**Extrait du texte**
==========

Hélas, Elsa ne sait pas qu’une personne n’est pas qu’« une identité », mais d’abord une présence, des actes, une force, une douceur.
Et la glissade commence, dans un long échange que Lohengrin tente d’arrêter, mais elle est délirante, aimantée vers l’interdit qu’elle prononce enfin au bout d’une scène qui va crescendo.

Elsa : Unselig holder Mann, hör, was ich dich muß fragen ! Den Namen sag mir an ! « Ô doux et malheureux époux, entends la question qu’il me faut te poser ; dis-moi ton nom ! »
Lohengrin : Halt ein ! Arrête !
Elsa : Woher die Fahrt ? Et d’où viens-tu ?
Lohengrin Weh dir ! Malheur à toi !
Elsa : Wie deine Art ? Quel est ton lignage ?
Lohengrin : Weh uns ! Was tatets du ? Malheur à nous ! Qu’as-tu fait ?

Lohengrin est tenu de repartir, amoureux désolé et trahi, à Montsalvat, chez son père Parsifal et les Chevaliers du Graal, qui l’avaient envoyé en mission au service de l’innocence. Le cygne qui l’avait conduit à Anvers - cygne réduit dans cette mise en scène à une aile et quelques plumes symboliques - était donc le petit duc de Brabant prisonnier du sortilège d’Ortrud, Lohengrin lui rend sa forme avant de disparaître pour toujours, Ortrud s’effondre vaincue. Dans cette mise en scène, le petit frère reprend le pouvoir et, d’un geste, refuse le pardon à Elsa qui reste interdite dans tous les sens du terme.

La mise en scène de Claus Guth (crée à Milan, 2012)

Reprise à Bastille, cette mise en scène, dont je viens de commencer à parler, m’a paru jouer à fond la carte de la filiation entre Parsifal et Lohengrin, d’entrée de jeu : en effet, Claus Guth fait arriver « le personnage Lohengrin » sur scène dans l’opéra Lohengrin comme un homme tombé de la lune, pieds nus, un peu sauvage, ignorant des usages du Brabant, tout comme « le personnage Parsifal » débarque à Montsalvat dans l’opéra Parsifal. Cette étrangéité fondamentale au monde qui l’entoure, Lohengrin va la jouer tout au long, peu adapté aux codes qui l’effraient, le choquent ou l’ennuient. Son amour pour Elsa ne l’acclimate pas, bien au contraire ; lorsque la jeune fille pose la question interdite à Lohengrin, celui-ci, profondément blessé, repart dans une infinie tristesse - et désespéré dans cette mise en scène -, vers le pur monde de son père : Elsa lui a fait manquer sa chance de vivre en humain, amoureux.

J’ai aimé ce rappel visuel et scénique de Lohengrin/Parsifal ; il souligne l’obsession de Wagner à l’égard de ce mythe dont il a représenté les deux volets à 34 ans de distance : Lohengrin, 1858, et Parsifal, 1882, en créant la deuxième partie (Lohengrin) avant la première. Il est fidèle en cela à sa construction du Ring, écrit, lui aussi, « à l’envers », l’écriture de la mort de Siegfried l’ayant conduit à remonter jusqu’à la source du mythe évoqué dans L’Or du Rhin et à redévelopper toute l’histoire avant de revenir au Crépuscule des dieux.

==========

**Données d'entrée**
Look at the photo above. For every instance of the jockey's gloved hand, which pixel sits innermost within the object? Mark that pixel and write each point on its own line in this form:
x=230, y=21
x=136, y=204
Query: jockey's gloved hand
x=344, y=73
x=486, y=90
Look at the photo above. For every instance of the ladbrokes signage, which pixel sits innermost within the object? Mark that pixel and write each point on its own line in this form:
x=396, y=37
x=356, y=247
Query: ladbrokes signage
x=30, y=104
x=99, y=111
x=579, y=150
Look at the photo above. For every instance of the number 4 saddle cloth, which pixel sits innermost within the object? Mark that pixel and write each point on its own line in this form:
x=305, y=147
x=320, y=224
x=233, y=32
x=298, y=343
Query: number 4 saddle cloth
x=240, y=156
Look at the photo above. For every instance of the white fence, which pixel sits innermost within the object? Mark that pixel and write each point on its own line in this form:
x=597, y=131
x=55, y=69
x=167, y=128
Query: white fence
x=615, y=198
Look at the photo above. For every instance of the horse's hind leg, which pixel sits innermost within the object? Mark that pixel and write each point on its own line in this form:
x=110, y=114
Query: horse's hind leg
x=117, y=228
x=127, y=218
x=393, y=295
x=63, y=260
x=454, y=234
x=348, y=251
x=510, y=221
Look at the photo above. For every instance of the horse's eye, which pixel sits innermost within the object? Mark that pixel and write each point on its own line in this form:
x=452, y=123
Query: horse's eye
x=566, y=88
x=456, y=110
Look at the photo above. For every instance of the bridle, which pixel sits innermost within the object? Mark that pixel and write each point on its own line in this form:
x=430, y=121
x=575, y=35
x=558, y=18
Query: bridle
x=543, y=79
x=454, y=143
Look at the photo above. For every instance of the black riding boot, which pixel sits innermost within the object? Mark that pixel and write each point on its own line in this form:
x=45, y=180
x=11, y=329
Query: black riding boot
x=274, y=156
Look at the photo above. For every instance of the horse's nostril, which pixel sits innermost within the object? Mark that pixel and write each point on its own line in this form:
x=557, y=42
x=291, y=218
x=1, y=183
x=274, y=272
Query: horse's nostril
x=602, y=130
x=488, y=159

==========

**Exercices à faire**
• 1. Selon l'extrait sur le Lohengrin de Claus Guth, à quoi le cygne est-il réduit dans cette mise en scène ?
• 2. Dans les enregistrements, en commençant à la ligne qui contient « horse's eye, which » et en terminant à la fin des enregistrements, remplacez « bridle » par « halter ». Redonnez seulement ces lignes, sans rien changer d'autre.

**Résultats**
• 1. À une aile et quelques plumes symboliques.

• 2.
Look at the photo above. For every instance of the horse's eye, which pixel sits innermost within the object? Mark that pixel and write each point on its own line in this form:
x=452, y=123
Query: horse's eye
x=566, y=88
x=456, y=110
Look at the photo above. For every instance of the halter, which pixel sits innermost within the object? Mark that pixel and write each point on its own line in this form:
x=430, y=121
x=575, y=35
x=558, y=18
Query: halter
x=543, y=79
x=454, y=143
Look at the photo above. For every instance of the black riding boot, which pixel sits innermost within the object? Mark that pixel and write each point on its own line in this form:
x=45, y=180
x=11, y=329
Query: black riding boot
x=274, y=156
Look at the photo above. For every instance of the horse's nostril, which pixel sits innermost within the object? Mark that pixel and write each point on its own line in this form:
x=557, y=42
x=291, y=218
x=1, y=183
x=274, y=272
Query: horse's nostril
x=602, y=130
x=488, y=159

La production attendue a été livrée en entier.